*** Text shown ***

Before shotgunners start hunting mourning doves next month at James A. Reed Memorial Wildlife Area, biologists are trapping and banding the birds as part of a national population study.
The Missouri Department of Conservation is allowed people to ride along for the annual count just outside Lee’s Summit. They are banding and examining the doves as part of an outreach effort by the department, said Rick Bredesen, wildlife management biologist at Reed, learning how to identify whether the doves hatched this season or are older birds, and how to tell males from females. Males have brighter colors, with a hue of blue on their heads and pinkish breasts.
The common bird, often seen in yards as well as farm fields, is thought to be declining.
It is a leading game bird, with millions harvested each year.
Nature lovers enjoy its distinctive call at evening, often described as a drawn-out lament, sounding like woo-OO-oo-oo-oo. It is a prolific breeder, sometimes nesting in back yards.
The traps are hundreds of wire cages set in long rows on bare ground, baited with millet, a preferred food. The doves fly down, walk into the trap and are usually stopped from escaping by a constriction in the entrance.
Several visitors to Reed on Aug. 14 helped band and release a handful of doves caught that day.
The luck of weather and intangibles influence how many are caught.
This week it’s been about five a day, the best so far this year is 45, but it can be up to 100.
Local Boy Scout troops helped build the traps.
Trapping runs from early afternoon until evening from July through mid-August.
Tami Courtney, of Holden, who is a site supervisor at Lee’s Summit’s landfill, Dianna Lentz, of Harrisonville and Beth Verstraete, of Pleasant Hill, who also works for the city, were making the rounds with Bredesen and Scott Edwards, a MDC employee.

*** End of Text shown ***
*** Information shown ***

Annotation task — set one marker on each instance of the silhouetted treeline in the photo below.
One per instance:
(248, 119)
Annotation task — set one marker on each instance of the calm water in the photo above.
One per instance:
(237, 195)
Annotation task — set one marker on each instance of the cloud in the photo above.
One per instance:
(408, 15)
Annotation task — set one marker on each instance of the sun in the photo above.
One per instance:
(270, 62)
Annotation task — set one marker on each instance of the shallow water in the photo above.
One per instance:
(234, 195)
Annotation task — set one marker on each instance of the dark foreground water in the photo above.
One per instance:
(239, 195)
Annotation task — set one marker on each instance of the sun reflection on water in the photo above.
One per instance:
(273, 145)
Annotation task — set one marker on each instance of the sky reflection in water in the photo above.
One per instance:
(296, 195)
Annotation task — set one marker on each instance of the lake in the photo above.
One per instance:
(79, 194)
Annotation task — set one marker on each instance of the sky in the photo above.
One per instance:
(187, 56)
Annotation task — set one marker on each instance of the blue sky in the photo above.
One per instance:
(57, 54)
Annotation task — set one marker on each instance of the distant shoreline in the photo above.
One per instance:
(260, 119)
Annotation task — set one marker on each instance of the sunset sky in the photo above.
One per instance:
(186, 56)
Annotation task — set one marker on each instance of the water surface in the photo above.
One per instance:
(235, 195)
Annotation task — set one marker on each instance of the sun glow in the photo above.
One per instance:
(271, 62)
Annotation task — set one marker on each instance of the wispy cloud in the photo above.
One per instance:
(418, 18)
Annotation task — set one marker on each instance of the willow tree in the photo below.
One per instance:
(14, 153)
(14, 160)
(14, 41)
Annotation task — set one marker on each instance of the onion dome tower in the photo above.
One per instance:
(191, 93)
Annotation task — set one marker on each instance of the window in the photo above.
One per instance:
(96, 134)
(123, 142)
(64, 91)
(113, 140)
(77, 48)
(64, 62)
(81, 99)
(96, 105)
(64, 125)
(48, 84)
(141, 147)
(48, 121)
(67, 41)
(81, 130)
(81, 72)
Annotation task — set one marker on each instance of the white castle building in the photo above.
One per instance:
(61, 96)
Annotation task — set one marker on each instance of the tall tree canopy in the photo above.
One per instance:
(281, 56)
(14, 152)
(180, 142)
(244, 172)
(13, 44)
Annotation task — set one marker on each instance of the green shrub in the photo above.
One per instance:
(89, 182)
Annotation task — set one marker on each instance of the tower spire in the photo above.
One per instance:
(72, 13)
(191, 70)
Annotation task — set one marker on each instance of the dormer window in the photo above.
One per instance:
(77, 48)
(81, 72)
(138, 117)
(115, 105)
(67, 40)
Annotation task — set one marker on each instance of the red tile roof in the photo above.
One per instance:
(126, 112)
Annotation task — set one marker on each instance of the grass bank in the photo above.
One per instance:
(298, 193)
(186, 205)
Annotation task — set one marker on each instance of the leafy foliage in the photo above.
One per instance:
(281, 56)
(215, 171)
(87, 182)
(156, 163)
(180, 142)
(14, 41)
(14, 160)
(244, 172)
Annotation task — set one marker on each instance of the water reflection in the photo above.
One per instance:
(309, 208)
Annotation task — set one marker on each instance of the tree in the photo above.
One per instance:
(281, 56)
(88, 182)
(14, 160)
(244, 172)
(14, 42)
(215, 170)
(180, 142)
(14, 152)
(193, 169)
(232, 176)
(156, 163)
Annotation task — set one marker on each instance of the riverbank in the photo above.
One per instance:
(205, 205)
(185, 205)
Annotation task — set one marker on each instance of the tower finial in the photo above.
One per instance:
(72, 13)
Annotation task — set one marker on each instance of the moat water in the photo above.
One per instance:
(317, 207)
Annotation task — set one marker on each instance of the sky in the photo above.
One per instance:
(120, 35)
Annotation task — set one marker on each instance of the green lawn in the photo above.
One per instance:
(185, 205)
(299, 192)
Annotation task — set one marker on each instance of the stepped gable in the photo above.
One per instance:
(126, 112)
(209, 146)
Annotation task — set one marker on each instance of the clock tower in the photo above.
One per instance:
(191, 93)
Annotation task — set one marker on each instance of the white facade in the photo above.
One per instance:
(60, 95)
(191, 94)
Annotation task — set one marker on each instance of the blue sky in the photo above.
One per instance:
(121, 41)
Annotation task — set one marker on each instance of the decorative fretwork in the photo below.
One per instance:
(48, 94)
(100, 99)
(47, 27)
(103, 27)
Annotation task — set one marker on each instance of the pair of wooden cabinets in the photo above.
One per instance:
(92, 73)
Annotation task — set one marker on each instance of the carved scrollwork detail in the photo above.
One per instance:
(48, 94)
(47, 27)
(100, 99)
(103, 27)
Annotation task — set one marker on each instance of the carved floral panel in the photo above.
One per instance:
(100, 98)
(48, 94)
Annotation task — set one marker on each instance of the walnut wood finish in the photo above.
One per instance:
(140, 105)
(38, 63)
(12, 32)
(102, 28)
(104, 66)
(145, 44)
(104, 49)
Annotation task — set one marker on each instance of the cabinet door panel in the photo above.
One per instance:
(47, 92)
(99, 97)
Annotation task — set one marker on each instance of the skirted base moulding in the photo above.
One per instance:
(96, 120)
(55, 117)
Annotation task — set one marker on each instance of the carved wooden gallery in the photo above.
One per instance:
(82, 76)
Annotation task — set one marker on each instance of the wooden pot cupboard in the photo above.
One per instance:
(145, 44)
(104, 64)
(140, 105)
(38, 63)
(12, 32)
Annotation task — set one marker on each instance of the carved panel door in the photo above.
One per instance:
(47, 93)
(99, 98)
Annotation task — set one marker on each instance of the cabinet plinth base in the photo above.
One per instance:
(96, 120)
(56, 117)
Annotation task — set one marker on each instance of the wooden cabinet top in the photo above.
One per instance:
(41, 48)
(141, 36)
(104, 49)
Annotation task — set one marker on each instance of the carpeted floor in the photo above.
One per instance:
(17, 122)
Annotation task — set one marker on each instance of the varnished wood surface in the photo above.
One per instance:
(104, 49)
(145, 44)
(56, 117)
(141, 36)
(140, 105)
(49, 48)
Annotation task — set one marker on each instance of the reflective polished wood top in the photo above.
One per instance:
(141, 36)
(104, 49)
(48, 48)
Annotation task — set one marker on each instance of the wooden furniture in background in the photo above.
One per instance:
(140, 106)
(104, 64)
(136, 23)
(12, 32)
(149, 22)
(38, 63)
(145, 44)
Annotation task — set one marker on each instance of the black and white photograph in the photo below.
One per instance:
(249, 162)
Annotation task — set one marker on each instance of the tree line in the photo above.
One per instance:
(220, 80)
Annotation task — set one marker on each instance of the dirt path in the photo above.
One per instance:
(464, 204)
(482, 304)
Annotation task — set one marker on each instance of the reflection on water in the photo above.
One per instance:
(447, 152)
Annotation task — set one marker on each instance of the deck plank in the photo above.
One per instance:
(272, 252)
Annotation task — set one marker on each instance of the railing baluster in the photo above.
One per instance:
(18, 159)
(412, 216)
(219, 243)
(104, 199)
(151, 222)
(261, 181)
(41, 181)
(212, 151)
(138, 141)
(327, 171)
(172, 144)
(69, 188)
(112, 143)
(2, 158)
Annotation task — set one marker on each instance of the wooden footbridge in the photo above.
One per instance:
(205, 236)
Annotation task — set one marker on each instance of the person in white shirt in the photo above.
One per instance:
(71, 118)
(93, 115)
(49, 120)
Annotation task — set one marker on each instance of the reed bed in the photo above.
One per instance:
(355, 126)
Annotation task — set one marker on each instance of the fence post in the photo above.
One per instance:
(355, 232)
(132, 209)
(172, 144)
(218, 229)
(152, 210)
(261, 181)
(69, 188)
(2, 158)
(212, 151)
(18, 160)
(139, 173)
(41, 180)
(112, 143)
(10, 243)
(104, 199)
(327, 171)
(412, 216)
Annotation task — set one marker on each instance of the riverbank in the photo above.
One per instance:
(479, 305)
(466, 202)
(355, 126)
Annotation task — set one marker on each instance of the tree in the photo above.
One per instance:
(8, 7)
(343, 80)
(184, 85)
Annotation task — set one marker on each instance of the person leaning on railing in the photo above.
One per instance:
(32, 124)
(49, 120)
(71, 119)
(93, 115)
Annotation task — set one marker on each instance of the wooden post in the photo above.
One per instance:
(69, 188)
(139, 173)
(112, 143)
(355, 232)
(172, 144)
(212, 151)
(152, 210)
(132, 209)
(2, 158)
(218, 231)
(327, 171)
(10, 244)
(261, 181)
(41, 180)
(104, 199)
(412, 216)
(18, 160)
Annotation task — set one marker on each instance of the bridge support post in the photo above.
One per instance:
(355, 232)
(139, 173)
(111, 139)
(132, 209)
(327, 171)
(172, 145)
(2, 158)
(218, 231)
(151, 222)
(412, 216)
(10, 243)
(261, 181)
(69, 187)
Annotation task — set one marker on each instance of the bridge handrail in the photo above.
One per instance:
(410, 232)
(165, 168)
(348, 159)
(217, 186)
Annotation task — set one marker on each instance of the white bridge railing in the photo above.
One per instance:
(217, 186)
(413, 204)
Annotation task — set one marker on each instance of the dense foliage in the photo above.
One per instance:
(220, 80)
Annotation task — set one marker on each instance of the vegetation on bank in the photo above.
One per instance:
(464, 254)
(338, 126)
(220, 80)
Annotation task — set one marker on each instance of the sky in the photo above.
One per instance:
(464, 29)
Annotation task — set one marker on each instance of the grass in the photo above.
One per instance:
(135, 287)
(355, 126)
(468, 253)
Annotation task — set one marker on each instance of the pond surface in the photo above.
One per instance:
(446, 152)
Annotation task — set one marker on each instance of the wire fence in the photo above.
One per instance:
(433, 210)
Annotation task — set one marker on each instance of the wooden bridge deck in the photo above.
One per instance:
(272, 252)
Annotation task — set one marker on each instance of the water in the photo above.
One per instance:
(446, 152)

*** End of Information shown ***

- [Work order A]: Rewrite the mourning dove banding article, beginning at the words "Several visitors to" and stopping after "July through mid-August.", with "Boy Scout troops" replaced by "volunteer groups".
- [Work order B]: Write the next part of the article on banding mourning doves at James A. Reed Memorial Wildlife Area, picking up where it stops.

- [Reply A]:
Several visitors to Reed on Aug. 14 helped band and release a handful of doves caught that day.
The luck of weather and intangibles influence how many are caught.
This week it’s been about five a day, the best so far this year is 45, but it can be up to 100.
Local volunteer groups helped build the traps.
Trapping runs from early afternoon until evening from July through mid-August.

- [Reply B]:
Lentz and Verstraete are Master Missouri Naturalists, who got training from the Missouri University Extension, who said they enjoy volunteering to help with conservation projects.
The study is to understand the population dynamics of the popular game bird seen frequently in suburban yards too.
The U.S. Fish and Wildlife Service uses information to govern bag limits for the migratory bird.
Bredesen said there are indications of declines since the first mourning dove counts were being made in the 1950s. Then the method was to stop alongside roads and listen to tally the dove’s calls.
Systemized trapping, started at Reed about 12 years ago, coupled with analyzing wings collected from birds shot by hunters, is considered “a better snap shot,” he said.
The national study that Reed’s data adds to began five years ago. Information on banded birds is sent to the Bird Banding Laboratory in Maryland where it’s available to researchers so records of birds caught year to year can be compared.
Doves banded at Reed have been caught again at places as far away as Idaho or Mexico.
Also, dove wings collected by the U.S. Fish and Wildlife Service are shipped to Reed in November for analysis, Bredesen said.
He said populations are stable in some areas, but overall seem to be declining and that includes the Central Flyway, where Lee’s Summit is located.
The question is why. Lee’s Summit, adjacent to Reed, once was a tiny town, surrounded by farm fields. Now many of those areas are subdivisions, a story repeated many times over across the nation.
But that’s speculation researchers hope the study sheds light on.